YOUR OBJECTIVE: Please update the stretch from "Back to the" through "our profit plan." in the commentary on money and markets, writing it out again with "Copper" in place of "Gold".

SELECTED EXTRACT:
________________________________________

“In faith there is profit.”
In blind faith (in government and/or your research process), there are also losses. So make sure you keep moving out there. The history of your money in public markets is that politicians and/or Mr. Market are always looking to take it away.
The aforementioned quote comes from an epic chapter in the late Jack Weatherford’s The History of Money titled “Knights of Commerce”, where he chronicles the history of The Knights Templars who, at one point, “became businessmen who ran the world’s greatest national banking corporation.” (pg 65)
Then along came a French plunderer (King Philip IV) and that was about it for the Knights. “Phillip took the management of his finances out of the hands of the Templars and established the Royal Treasury at the Louvre… Philips desperate need for money arose after he tried a trick that Nero had pulled a thousand years earlier: he debased the silver currency of his realm.” (pg 68)
Back to the Global Macro Grind…
Both Gold (-1.6% to -20% YTD) and Silver (-2% to -26% YTD) are being debased (again) this morning. So you have to be careful in defining what you think “money” is. In the intermediate-term, the value of all moneys is cyclical. And you have to risk manage that.
Or at least that’s how I roll. I don’t really trust that the value of anything that trades on anything that is attempted to be centrally planned has a super secret biblical “value.” Every morning we wake up to politicians trying to mess with our profit plan.
The plan remains that the plan is going to change – and with that, let’s get on with our day. Here’s this morning’s setup:
- US Equities = immediate-term TRADE overbought within a bullish intermediate-term TREND
- Japanese, German, and British Equities = immediate-term TRADE overbought within bullish TRENDs
- Government Bonds (Treasuries, JGBs, Bunds, and Gillts) = immediate-term TRADE oversold within bearish TRENDs
In other words, being long stocks (and short bonds) for the last few weeks has been fantastic – so take some profits.

________________________________________

Object location annotation data
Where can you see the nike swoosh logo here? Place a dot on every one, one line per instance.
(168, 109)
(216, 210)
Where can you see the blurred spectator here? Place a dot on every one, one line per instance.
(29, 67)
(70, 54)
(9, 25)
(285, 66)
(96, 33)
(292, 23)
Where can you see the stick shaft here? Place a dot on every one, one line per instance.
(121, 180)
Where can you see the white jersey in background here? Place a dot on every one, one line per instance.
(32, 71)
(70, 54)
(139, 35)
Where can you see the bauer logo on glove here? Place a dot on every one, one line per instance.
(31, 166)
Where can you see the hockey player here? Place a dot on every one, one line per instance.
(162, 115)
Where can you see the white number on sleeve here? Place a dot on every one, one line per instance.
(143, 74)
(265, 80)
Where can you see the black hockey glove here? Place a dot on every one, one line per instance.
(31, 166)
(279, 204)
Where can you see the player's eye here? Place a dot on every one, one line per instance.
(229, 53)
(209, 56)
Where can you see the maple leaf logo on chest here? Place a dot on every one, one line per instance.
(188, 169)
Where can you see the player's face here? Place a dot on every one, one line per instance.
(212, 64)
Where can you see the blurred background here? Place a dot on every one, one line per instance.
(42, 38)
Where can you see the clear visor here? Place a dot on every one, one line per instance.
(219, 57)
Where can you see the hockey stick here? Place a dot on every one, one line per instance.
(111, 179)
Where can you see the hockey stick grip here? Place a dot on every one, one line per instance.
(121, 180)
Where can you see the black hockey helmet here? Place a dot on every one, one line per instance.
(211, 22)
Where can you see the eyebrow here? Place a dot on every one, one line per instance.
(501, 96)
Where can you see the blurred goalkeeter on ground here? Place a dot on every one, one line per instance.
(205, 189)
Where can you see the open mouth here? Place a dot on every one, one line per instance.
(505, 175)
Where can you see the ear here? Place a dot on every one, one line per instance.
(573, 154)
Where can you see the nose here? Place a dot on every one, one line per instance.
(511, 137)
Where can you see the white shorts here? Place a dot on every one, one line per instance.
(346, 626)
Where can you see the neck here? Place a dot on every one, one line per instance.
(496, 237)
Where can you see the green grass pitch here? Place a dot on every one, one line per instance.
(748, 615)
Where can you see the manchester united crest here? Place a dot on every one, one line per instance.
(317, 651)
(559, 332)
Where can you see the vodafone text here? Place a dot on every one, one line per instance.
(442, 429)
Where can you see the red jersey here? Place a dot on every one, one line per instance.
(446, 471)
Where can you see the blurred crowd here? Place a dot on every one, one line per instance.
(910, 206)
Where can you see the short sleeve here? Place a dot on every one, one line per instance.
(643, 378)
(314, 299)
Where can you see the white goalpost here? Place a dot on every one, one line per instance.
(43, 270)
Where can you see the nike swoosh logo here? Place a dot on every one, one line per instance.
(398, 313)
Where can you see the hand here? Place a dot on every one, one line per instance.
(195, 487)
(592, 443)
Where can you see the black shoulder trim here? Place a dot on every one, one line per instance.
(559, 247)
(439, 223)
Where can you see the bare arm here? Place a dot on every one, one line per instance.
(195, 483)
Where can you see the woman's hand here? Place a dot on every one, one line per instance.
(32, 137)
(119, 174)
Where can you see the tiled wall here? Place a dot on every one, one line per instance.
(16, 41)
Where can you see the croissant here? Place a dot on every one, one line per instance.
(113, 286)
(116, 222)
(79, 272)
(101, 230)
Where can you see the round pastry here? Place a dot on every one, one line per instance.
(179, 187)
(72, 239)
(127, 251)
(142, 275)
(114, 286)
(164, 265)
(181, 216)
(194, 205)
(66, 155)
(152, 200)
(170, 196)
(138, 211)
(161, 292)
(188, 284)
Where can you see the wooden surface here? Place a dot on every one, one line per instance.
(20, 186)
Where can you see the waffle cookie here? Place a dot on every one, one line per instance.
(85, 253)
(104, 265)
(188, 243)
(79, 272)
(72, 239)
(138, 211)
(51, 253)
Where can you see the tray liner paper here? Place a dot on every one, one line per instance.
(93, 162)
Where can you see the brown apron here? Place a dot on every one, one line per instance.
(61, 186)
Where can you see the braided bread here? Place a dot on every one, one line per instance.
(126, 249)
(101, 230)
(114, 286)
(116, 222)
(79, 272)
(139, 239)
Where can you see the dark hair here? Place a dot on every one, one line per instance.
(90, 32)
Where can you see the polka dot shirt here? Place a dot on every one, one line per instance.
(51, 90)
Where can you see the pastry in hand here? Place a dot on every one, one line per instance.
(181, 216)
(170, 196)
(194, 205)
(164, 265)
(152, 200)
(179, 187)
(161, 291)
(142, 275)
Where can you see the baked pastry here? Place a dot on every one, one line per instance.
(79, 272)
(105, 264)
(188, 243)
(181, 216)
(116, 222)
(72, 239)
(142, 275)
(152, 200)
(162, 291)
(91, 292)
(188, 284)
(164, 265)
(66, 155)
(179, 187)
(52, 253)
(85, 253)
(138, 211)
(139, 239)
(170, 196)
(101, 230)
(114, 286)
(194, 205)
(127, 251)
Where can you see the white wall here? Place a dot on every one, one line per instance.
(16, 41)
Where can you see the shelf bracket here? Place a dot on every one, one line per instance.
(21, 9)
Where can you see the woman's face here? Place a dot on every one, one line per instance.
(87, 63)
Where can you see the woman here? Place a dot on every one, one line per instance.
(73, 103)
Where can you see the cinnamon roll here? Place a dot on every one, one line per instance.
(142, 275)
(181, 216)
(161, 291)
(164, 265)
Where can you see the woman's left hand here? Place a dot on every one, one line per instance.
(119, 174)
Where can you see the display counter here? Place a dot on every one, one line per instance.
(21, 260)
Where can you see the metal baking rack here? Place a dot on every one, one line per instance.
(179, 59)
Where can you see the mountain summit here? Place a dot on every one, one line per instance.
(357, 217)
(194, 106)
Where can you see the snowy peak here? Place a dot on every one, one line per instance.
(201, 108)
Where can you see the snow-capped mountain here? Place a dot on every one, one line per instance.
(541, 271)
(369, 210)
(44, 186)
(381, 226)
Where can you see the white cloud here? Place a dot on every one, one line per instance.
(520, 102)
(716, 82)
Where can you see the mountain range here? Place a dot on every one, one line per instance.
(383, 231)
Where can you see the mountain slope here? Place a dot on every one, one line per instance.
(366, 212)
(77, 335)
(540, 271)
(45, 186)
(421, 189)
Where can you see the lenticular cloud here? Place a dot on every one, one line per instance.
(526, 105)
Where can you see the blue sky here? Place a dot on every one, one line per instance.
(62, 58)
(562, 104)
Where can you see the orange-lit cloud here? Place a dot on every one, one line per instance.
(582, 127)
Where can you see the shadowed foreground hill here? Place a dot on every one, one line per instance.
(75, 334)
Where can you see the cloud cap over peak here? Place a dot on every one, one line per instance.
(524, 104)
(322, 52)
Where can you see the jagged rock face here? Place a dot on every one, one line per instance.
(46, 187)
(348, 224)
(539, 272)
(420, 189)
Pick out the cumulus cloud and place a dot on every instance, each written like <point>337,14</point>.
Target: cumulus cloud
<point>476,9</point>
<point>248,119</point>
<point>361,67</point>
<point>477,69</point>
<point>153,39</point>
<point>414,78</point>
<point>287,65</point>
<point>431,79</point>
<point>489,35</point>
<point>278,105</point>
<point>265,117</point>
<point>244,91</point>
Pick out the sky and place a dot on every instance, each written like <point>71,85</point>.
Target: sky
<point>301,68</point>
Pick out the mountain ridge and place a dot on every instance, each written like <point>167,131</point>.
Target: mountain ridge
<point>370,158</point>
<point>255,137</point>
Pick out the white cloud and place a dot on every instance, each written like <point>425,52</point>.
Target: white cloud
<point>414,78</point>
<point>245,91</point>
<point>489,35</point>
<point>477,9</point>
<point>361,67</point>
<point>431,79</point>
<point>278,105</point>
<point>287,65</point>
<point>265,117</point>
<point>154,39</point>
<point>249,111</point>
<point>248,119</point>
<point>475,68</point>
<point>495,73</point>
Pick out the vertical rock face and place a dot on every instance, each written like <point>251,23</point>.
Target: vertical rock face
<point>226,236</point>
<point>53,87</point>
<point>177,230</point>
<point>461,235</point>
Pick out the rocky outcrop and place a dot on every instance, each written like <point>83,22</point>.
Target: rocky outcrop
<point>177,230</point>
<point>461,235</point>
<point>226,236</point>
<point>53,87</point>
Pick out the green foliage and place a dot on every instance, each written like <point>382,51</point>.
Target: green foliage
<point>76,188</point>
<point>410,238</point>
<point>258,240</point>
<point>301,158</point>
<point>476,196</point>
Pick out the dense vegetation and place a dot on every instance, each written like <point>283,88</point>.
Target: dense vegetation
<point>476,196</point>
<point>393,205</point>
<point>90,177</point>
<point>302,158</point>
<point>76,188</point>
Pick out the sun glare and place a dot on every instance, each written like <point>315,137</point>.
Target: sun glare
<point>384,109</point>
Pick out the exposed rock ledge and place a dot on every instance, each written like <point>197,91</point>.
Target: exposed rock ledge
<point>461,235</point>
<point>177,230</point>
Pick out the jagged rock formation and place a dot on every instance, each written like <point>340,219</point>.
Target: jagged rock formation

________________________________________

REPLY TO THE EXERCISE:
Back to the Global Macro Grind…
Both Copper (-1.6% to -20% YTD) and Silver (-2% to -26% YTD) are being debased (again) this morning. So you have to be careful in defining what you think “money” is. In the intermediate-term, the value of all moneys is cyclical. And you have to risk manage that.
Or at least that’s how I roll. I don’t really trust that the value of anything that trades on anything that is attempted to be centrally planned has a super secret biblical “value.” Every morning we wake up to politicians trying to mess with our profit plan.